Please print every one of the records below word for word, leaving out the pictures.

-------- Extracted data --------

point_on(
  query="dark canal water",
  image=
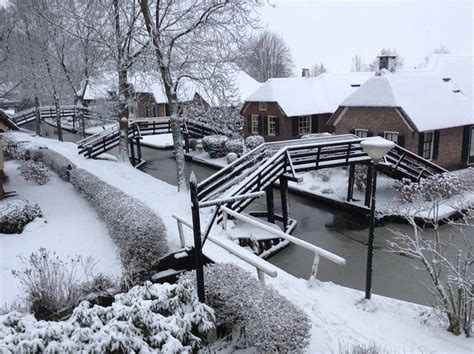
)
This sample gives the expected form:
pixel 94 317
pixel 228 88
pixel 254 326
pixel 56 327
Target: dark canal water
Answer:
pixel 341 233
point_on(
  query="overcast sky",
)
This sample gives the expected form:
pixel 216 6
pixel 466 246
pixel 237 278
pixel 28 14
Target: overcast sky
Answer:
pixel 333 31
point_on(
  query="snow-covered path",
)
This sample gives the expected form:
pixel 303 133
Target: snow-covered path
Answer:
pixel 69 227
pixel 337 314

--------

- Solved exercise -
point_on(
  query="dark canal water",
  image=
)
This sample gives the expected form:
pixel 94 317
pixel 228 88
pixel 254 326
pixel 56 327
Target: dark canal water
Answer:
pixel 341 233
point_on(
  query="overcast sky",
)
This sample gives the expected form:
pixel 216 6
pixel 466 246
pixel 237 278
pixel 28 14
Target: overcast sky
Answer:
pixel 333 31
point_on(
  query="snow-covered path",
)
This sample gives the expected form:
pixel 303 133
Target: snow-covered path
Answer:
pixel 69 227
pixel 337 314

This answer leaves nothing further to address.